TASK OBJECTIVE.
Write out the material below as a numbered list with one line per entry. Skip blank lines and leave out the pictures.
[START PROVIDED ENTRIES]
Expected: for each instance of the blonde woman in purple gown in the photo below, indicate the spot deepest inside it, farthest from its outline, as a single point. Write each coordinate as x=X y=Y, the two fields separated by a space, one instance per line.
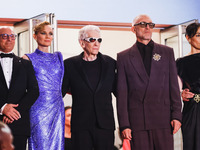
x=47 y=113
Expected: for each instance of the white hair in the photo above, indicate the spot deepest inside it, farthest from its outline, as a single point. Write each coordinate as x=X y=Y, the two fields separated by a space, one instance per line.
x=138 y=18
x=83 y=33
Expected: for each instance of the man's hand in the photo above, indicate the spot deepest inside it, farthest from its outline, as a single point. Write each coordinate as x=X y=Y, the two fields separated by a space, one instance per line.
x=175 y=125
x=11 y=112
x=126 y=134
x=7 y=120
x=186 y=94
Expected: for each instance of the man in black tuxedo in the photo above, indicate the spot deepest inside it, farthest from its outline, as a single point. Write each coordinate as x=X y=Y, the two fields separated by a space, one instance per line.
x=148 y=98
x=6 y=138
x=90 y=77
x=18 y=89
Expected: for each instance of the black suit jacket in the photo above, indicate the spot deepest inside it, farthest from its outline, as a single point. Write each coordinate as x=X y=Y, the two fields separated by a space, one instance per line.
x=23 y=91
x=86 y=102
x=147 y=102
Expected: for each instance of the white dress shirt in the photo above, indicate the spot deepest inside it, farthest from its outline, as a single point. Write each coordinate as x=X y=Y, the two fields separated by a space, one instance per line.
x=7 y=66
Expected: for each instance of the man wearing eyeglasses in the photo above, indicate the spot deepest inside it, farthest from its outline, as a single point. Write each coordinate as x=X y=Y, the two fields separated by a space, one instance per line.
x=148 y=98
x=18 y=89
x=90 y=77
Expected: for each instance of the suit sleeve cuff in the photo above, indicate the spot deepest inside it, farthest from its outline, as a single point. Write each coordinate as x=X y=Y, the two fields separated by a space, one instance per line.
x=1 y=110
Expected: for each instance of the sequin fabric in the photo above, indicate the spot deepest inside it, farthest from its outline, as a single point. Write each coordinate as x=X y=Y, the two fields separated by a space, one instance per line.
x=47 y=113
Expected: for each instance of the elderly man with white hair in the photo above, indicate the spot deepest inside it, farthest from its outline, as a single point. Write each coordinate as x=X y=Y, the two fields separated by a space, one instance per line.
x=90 y=77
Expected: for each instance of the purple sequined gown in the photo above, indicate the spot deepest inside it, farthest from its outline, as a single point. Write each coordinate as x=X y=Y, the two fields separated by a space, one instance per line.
x=47 y=113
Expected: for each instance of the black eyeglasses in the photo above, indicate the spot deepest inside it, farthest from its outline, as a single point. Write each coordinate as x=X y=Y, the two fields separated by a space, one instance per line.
x=91 y=40
x=144 y=25
x=6 y=36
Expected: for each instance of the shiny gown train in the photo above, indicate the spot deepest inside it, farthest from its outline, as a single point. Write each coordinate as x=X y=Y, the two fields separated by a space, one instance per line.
x=47 y=113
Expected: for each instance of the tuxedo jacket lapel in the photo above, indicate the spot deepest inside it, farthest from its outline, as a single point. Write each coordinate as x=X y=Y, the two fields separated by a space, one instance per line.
x=156 y=70
x=137 y=62
x=104 y=69
x=82 y=72
x=16 y=65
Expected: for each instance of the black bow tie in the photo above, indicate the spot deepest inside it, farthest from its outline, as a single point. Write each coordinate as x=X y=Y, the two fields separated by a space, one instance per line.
x=3 y=55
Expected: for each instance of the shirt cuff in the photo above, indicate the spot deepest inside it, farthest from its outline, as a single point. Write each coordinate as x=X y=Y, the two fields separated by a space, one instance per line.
x=1 y=110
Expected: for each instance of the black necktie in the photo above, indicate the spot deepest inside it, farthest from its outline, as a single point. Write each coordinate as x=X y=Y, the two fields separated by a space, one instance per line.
x=3 y=55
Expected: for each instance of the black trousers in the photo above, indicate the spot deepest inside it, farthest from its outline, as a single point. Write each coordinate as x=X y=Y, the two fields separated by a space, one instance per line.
x=158 y=139
x=20 y=142
x=96 y=138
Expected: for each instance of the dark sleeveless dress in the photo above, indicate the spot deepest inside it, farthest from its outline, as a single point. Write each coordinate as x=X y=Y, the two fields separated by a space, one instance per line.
x=189 y=71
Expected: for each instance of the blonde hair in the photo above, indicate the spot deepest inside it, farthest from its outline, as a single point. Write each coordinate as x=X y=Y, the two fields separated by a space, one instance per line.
x=39 y=27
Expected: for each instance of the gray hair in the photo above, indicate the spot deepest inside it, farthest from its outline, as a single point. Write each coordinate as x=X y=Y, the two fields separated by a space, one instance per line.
x=138 y=18
x=83 y=33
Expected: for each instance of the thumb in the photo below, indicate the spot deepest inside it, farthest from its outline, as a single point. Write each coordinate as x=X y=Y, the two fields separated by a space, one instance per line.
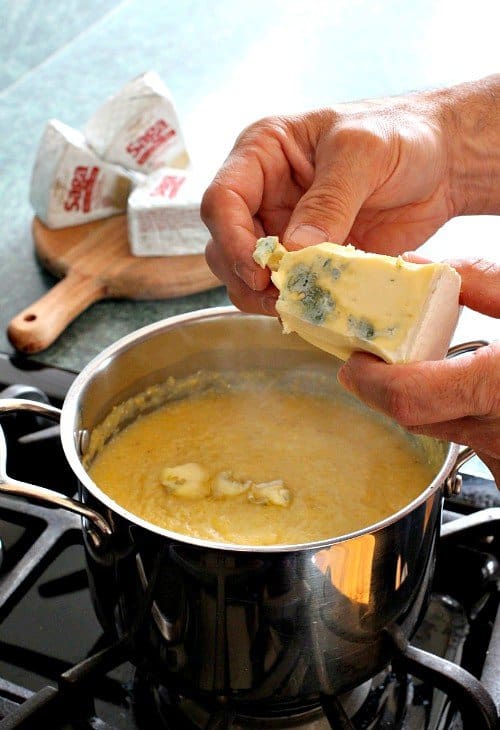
[END PROVIDED ENTRIES]
CORRECT RESPONSE.
1. Expected: for each instance of the blonde woman in purple gown in the photo below, indicate the spot deepest inside it, farthest from its outline, as a single point. Write each coordinate as x=X y=Y, the two fields separated by a space, one instance per line.
2. x=47 y=113
3. Expected: for each instance of the white hair in the photo above, indicate the spot deepest inside it, farthest from its outline, as a single point. Write each coordinate as x=X y=Y, the two fields separated by a space, one instance per line.
4. x=138 y=18
5. x=83 y=33
6. Expected: for each instance of the man's hand in the photo above, indicate the spot deepest inside it, farthest from its outline, as a single point. Write each coordinate as x=X y=Y, the two fields separated by a space, one instance per line.
7. x=175 y=125
8. x=11 y=112
9. x=126 y=134
10. x=7 y=120
11. x=186 y=94
12. Expected: for each instance of the man in black tuxedo in the photo above, indicate the spot deepest inside it, farthest from its outline, as a single point. Write each coordinate as x=X y=Y, the two fields separated by a space, one instance per line.
13. x=148 y=98
14. x=6 y=138
15. x=90 y=77
16. x=18 y=89
17. Expected: for each instance of the black suit jacket in the photo above, indicate the spot deepest inside it, farthest from its outline, as a single point. Write each coordinate as x=X y=Y, the two fields separated by a space, one instance per line.
18. x=23 y=91
19. x=86 y=102
20. x=147 y=102
21. Expected: for each instance of the white dress shirt in the photo above, indicate the spot deepest inside it, farthest from its outline, as a single point. Write each coordinate as x=X y=Y, the two fields separated by a space, one instance per line.
22. x=7 y=66
23. Expected: for each instance of the man wearing eyeglasses in the photo above, indicate the spot deepest inside it, farthest from its outline, as a single point. Write each coordinate as x=X y=Y, the two fields separated by a space, one instance per line.
24. x=148 y=98
25. x=18 y=89
26. x=90 y=77
27. Expected: for each instance of the suit sleeve cuff in the photo above, indicate the spot deepest inside it, farthest from its outline, as a single point. Write each coordinate as x=X y=Y, the two fields separated by a space, one instance per line.
28. x=1 y=110
29. Expected: for each instance of the sequin fabric in the photo above, indicate the spot deepest inside it, farthest from its outline, as a single point. Write each coordinate as x=X y=Y, the two fields separated by a space, one instance per line.
30. x=47 y=113
31. Expected: for each instance of the elderly man with white hair in the photo above, indicate the spot deepest inside it, farthest from its outline, as a single point. Write each coordinate as x=X y=Y, the two fields separated by a space, one instance per line.
32. x=90 y=77
33. Expected: for each instance of the purple sequined gown in the photo above, indicate the spot deepest inside it, farthest from its outline, as a single point. Write each coordinate as x=X y=Y, the two fields separated by a space, one instance per line.
34. x=47 y=113
35. Expected: for each instance of the black eyeglasses in the photo above, indicate the spot deepest inside it, farthest from its outline, as a single point. Write each coordinate as x=X y=Y, the two fields separated by a space, one instance per line.
36. x=91 y=40
37. x=144 y=25
38. x=6 y=36
39. Expected: for each instance of the shiny gown train in the photo above, indicate the spot deepest inside it, farthest from its outline, as a single point. Write each coordinate as x=X y=Y, the two fields separated by a space, one instance per line.
40. x=47 y=113
41. Expected: for each instance of the tuxedo jacket lapel in the photo above, indicate the spot deepest inside it, farthest from its outline, as a single point. Write each coordinate as x=X y=Y, the two fields separated by a space, one instance per line.
42. x=156 y=70
43. x=137 y=62
44. x=104 y=69
45. x=82 y=72
46. x=16 y=65
47. Expected: for each instance of the black bow tie in the photo above, indicate the spot deepest inside it, farthest from its outline, as a single point. Write each coordinate as x=X y=Y, the two fields separated by a space, one instance per line.
48. x=3 y=55
49. Expected: for each instance of the shirt cuff in the photo above, indicate the spot deepest inside it, farthest from its outline, as a single point. Write each coordinate as x=X y=Y, the two fields separated by a space, one instance per line.
50. x=1 y=110
51. Expected: for each instance of the black necktie in the photo above, indicate the spot deepest inside it, farthest from its outline, as a single point. Write each coordinate as x=X y=Y, the two fields separated by a space, one instance per line.
52. x=3 y=55
53. Expected: for each instance of the black trousers in the photo above, indicate the spot deepest inside it, farthest from its outline, as a single point. Write each coordinate as x=X y=Y, the two fields separated by a space, one instance per line.
54. x=158 y=139
55. x=20 y=142
56. x=96 y=138
57. Expected: for each instance of the dark sleeveless dress in the photo above, indicate the spot deepest inside it, farthest from its outline, as a single point. Write each coordinate as x=X y=Y, the two fields separated by a space, one instance per line.
58. x=189 y=71
59. Expected: for each instance of the blonde hair in the photo above, indicate the spot deepest inside it, farthest from its outline, as a single point. Write each coordinate as x=X y=Y, the two fields separated by a space, one instance per line.
60. x=39 y=27
61. Expected: for each instance of the gray hair in the photo above, indicate the spot deepest inside it, farthest from its outline, as a single point. Write each coordinate as x=X y=Y, the two fields separated by a space, one instance per line.
62. x=138 y=18
63. x=83 y=33
64. Expected: for each instance of the thumb in the photo below, indicate the spot deepest inside it, farthest from its outline, as a single point. Write each coordinate as x=X y=Y, the two fields separated by a space, one instance per line.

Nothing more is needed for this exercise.